### Material provided
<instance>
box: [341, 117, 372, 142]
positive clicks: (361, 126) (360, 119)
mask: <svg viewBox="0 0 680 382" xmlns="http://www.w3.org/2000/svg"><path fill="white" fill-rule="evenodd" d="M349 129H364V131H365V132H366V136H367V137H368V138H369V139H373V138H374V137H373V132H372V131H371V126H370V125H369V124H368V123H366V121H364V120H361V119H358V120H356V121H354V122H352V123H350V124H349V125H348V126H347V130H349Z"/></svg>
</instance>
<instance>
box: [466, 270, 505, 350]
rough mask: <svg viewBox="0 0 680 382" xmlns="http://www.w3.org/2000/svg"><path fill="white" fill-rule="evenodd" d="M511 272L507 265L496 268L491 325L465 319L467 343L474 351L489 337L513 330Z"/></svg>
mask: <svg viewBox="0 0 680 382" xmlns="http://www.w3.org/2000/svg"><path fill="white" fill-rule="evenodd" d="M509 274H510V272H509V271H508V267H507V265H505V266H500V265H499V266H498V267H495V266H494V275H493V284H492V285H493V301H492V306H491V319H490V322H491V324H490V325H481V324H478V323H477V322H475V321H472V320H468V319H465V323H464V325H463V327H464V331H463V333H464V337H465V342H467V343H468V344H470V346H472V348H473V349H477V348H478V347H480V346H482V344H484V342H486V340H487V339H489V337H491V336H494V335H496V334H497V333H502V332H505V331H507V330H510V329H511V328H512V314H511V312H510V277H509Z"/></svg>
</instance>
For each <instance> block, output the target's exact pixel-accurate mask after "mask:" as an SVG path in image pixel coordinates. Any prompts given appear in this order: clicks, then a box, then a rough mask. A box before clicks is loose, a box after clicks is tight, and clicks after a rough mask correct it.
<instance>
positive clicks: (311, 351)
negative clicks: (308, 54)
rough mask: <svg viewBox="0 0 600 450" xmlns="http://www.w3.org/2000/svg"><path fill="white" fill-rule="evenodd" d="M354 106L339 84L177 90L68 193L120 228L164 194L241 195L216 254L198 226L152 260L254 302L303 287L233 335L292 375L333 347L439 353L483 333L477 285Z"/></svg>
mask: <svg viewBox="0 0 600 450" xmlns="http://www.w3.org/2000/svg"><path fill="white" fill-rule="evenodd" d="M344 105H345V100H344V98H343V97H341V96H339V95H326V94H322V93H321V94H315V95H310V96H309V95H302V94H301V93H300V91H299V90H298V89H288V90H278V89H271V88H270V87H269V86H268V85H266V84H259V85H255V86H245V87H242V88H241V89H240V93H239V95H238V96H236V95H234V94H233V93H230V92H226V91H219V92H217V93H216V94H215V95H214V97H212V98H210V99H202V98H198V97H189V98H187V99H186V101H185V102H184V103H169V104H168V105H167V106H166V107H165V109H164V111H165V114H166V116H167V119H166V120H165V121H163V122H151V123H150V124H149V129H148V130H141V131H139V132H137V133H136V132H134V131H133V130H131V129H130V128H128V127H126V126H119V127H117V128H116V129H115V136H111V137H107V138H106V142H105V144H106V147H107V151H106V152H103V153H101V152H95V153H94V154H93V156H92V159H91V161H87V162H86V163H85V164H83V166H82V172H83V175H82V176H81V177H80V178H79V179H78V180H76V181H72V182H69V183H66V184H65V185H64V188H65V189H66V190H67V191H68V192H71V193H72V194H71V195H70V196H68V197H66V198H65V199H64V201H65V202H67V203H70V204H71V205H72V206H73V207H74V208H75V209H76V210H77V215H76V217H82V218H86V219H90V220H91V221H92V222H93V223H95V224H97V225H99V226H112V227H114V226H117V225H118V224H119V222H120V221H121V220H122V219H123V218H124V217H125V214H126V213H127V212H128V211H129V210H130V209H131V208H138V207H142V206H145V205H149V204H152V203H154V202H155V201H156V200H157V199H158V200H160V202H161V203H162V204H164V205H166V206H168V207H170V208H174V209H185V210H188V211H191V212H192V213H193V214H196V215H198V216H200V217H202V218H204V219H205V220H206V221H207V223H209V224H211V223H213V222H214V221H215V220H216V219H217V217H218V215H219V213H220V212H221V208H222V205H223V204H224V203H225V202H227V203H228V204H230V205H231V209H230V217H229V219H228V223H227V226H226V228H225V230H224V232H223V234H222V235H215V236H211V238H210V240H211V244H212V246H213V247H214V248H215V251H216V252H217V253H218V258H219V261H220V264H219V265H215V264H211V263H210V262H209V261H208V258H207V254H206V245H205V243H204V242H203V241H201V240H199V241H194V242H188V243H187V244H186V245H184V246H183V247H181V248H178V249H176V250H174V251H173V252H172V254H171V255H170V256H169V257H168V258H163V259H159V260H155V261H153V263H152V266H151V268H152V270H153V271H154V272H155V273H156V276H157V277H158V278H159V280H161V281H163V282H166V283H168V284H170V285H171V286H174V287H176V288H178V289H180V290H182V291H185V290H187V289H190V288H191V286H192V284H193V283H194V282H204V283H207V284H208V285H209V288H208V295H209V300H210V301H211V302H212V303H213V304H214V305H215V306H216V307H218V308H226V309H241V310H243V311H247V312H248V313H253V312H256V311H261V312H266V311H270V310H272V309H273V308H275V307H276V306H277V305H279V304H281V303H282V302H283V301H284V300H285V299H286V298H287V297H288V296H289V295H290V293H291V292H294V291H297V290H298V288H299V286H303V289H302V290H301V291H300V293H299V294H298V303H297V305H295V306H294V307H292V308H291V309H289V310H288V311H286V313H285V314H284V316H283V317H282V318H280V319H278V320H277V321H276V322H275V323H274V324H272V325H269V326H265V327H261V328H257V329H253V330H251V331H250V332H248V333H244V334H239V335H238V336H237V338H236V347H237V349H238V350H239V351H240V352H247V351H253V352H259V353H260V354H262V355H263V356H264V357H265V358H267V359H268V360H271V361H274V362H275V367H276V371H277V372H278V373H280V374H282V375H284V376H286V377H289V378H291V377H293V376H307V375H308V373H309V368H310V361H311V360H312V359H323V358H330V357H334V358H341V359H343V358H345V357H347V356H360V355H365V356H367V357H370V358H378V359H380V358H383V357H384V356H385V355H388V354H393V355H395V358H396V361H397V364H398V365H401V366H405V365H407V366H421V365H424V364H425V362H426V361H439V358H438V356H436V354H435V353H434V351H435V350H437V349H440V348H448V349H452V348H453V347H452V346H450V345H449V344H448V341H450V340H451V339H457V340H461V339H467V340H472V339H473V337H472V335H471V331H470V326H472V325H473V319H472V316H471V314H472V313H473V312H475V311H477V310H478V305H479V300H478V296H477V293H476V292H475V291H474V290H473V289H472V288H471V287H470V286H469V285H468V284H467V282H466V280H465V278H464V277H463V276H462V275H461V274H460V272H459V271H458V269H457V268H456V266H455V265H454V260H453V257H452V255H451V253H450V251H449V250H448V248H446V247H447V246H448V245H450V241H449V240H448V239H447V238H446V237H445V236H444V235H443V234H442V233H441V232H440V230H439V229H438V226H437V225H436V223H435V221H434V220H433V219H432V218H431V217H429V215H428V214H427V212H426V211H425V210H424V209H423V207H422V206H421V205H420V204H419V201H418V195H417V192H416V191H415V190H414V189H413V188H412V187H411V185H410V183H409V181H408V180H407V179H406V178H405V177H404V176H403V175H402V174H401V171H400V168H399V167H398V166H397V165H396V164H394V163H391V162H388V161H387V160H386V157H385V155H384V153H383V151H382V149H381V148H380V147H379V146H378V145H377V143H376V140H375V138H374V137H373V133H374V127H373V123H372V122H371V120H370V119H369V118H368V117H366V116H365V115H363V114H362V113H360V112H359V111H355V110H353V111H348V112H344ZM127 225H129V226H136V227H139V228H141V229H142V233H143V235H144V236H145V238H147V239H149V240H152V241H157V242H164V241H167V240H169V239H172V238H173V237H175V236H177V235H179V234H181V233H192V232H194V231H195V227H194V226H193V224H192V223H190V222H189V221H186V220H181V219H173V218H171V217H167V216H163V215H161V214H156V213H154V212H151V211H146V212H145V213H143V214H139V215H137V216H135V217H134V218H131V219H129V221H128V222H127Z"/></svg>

### Exercise description
Only the lines from the start of the material through the line containing "box: [466, 270, 505, 350]" belong in the answer, each copied exactly.

### Your solution
<instance>
box: [341, 117, 372, 142]
positive clicks: (361, 126) (360, 119)
mask: <svg viewBox="0 0 680 382" xmlns="http://www.w3.org/2000/svg"><path fill="white" fill-rule="evenodd" d="M349 129H364V131H365V132H366V136H367V137H368V138H369V139H373V138H374V137H373V132H372V131H371V126H370V125H369V124H368V123H366V121H364V120H361V119H358V120H356V121H354V122H352V123H350V124H349V125H348V126H347V130H349Z"/></svg>
</instance>
<instance>
box: [466, 270, 505, 350]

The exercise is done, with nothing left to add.